- **Exercise details**:
Replace "biggest" with "largest" throughout the records below, leaving everything else unchanged.

=== Provided data ===

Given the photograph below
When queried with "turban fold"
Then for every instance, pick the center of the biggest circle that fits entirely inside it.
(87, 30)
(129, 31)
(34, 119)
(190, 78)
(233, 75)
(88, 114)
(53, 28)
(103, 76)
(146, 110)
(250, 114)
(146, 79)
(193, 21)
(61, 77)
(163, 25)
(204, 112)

===

- **Exercise result**:
Given the photograph below
When queried with "turban fold"
Then for every instance, pick the center of the largest circle that fits entirely inside it.
(87, 30)
(129, 31)
(34, 119)
(190, 78)
(233, 75)
(88, 114)
(53, 28)
(103, 76)
(146, 110)
(250, 114)
(146, 79)
(193, 21)
(61, 77)
(163, 25)
(204, 112)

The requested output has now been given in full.